Task directions
Copy every entry as is. Leave images out.

▬▬▬▬▬▬

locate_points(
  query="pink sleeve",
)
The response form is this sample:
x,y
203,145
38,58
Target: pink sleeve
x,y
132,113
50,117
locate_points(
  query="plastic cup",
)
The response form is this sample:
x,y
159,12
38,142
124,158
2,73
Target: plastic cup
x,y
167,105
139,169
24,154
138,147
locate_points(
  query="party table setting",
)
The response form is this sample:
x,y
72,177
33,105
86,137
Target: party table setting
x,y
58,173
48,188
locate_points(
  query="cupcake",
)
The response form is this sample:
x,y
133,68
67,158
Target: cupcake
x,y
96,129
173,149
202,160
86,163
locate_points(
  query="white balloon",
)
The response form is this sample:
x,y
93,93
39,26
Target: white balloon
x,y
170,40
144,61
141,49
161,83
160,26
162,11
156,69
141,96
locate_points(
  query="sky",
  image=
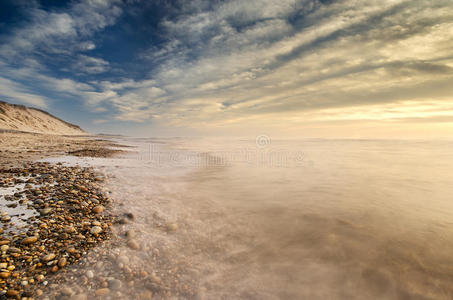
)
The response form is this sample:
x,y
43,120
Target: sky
x,y
303,68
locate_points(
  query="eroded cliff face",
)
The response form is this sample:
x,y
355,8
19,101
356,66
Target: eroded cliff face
x,y
22,118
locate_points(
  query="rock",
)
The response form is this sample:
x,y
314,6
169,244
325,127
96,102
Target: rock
x,y
67,291
95,230
154,278
48,257
172,227
102,291
79,297
146,295
133,244
12,293
69,229
130,234
98,209
114,284
45,211
30,240
62,262
122,259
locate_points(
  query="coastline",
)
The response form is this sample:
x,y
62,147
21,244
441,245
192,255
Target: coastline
x,y
51,214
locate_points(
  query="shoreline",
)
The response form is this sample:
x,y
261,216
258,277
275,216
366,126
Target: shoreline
x,y
59,212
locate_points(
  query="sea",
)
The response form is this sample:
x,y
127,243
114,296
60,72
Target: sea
x,y
268,218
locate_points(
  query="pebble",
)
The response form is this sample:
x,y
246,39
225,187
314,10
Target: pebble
x,y
79,297
48,257
67,291
102,291
133,244
122,259
114,284
45,211
95,230
30,240
62,262
98,209
90,274
69,229
172,227
12,293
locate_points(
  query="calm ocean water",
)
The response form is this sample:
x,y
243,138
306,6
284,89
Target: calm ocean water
x,y
297,219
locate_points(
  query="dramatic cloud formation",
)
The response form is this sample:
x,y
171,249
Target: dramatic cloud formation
x,y
299,66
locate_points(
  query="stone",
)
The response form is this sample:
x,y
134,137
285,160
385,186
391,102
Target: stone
x,y
62,262
133,244
45,211
95,230
172,227
130,234
114,284
30,240
102,291
69,229
98,209
12,293
67,291
79,297
122,259
48,257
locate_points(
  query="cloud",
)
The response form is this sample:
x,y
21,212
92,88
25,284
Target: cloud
x,y
234,62
14,91
90,65
257,58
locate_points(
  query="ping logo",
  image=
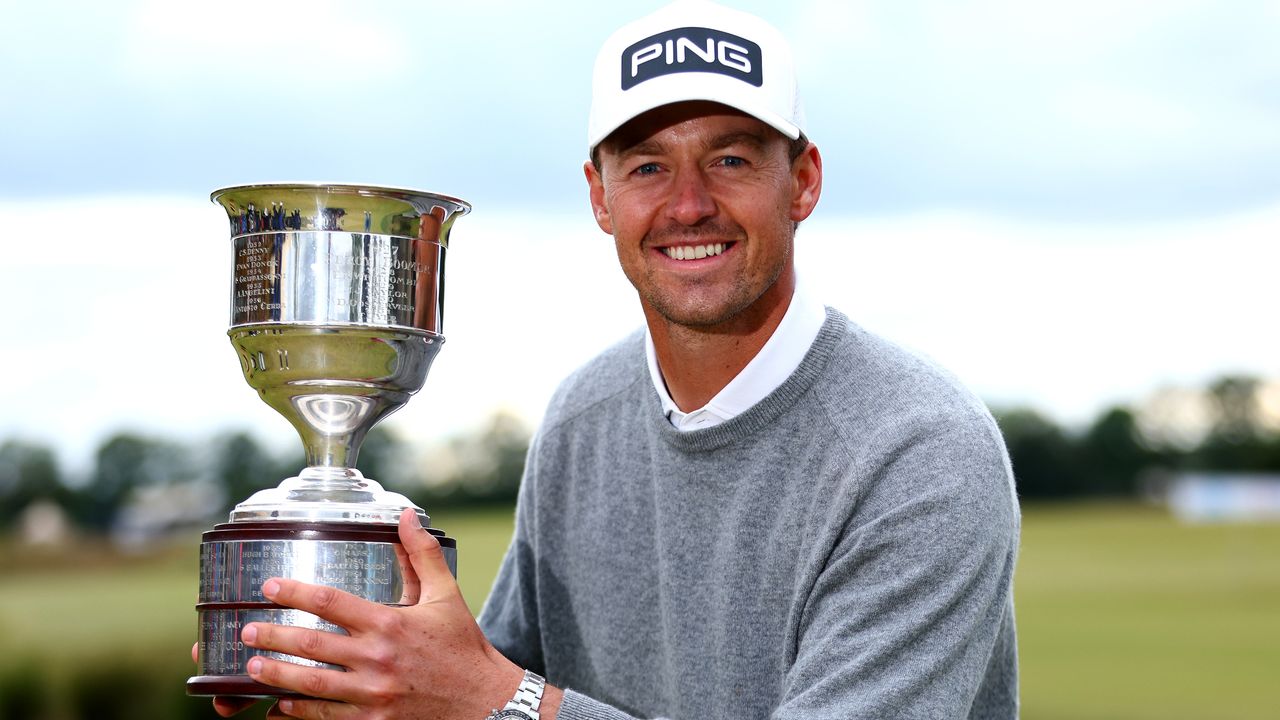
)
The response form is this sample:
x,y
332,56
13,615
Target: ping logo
x,y
691,50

▬▬▬▬▬▬

Task output
locate_points(
  query="pink sleeve",
)
The response form is this sample:
x,y
203,145
38,58
Target: pink sleeve
x,y
132,113
50,117
locate_points(
  query="plastic cup",
)
The response form is this sample:
x,y
159,12
38,142
124,158
2,73
Target: plastic cup
x,y
167,105
139,169
24,154
138,147
locate_points(
  query="party table setting",
)
The response form is this sample:
x,y
72,177
33,105
86,137
Target: party table setting
x,y
58,173
48,188
locate_points(
  query="cupcake",
)
The response form is this sample:
x,y
133,68
67,158
Target: cupcake
x,y
96,129
173,149
202,160
86,163
locate_points(
  query="white balloon",
)
The response form is this sample:
x,y
93,93
39,26
Target: white balloon
x,y
170,40
144,61
141,49
161,83
160,26
162,11
156,69
141,96
locate_points(
  query="sky",
  image=
)
The response form is this sample:
x,y
43,120
Target: sky
x,y
303,68
locate_points(
  query="eroded cliff face",
)
The response form is this sample:
x,y
355,8
19,101
356,66
Target: eroded cliff face
x,y
22,118
locate_points(
  query="rock",
)
The response form is this sample:
x,y
314,6
169,244
325,127
96,102
Target: rock
x,y
67,291
95,230
154,278
48,257
172,227
102,291
79,297
146,295
133,244
12,293
69,229
130,234
98,209
114,284
45,211
30,240
62,262
122,259
locate_points(
  query="coastline",
)
The response form is this sample:
x,y
62,147
21,244
441,245
192,255
Target: coastline
x,y
51,214
locate_points(
  query="shoreline",
)
The response form is this sample:
x,y
261,216
258,277
275,216
366,126
Target: shoreline
x,y
59,212
locate_points(
  query="sea",
)
The response form is this sample:
x,y
127,243
114,296
60,72
Target: sea
x,y
268,218
locate_points(
  query="pebble",
)
The response form is this sample:
x,y
246,39
225,187
314,10
Target: pebble
x,y
79,297
48,257
67,291
102,291
133,244
122,259
114,284
45,211
95,230
30,240
62,262
98,209
90,274
69,229
172,227
12,293
locate_points(
  query="calm ocean water",
)
The response form is this sample:
x,y
243,138
306,6
284,89
Target: calm ocean water
x,y
297,219
locate_points(
  query="dramatic cloud formation",
)
The response form is this sample:
x,y
171,249
Target: dramatic cloud formation
x,y
299,66
locate_points(
  query="stone",
)
The response form is this sample:
x,y
134,137
285,160
385,186
391,102
Target: stone
x,y
62,262
133,244
45,211
95,230
172,227
130,234
114,284
30,240
102,291
69,229
98,209
12,293
67,291
79,297
122,259
48,257
locate_points(
  query="cloud",
)
The response form is this sample:
x,y
21,212
92,88
25,284
Target: cloud
x,y
234,62
14,91
90,65
257,58
locate_points(
  query="ping logo",
  image=
)
The response form is this sample:
x,y
332,56
13,615
Target: ping logo
x,y
691,50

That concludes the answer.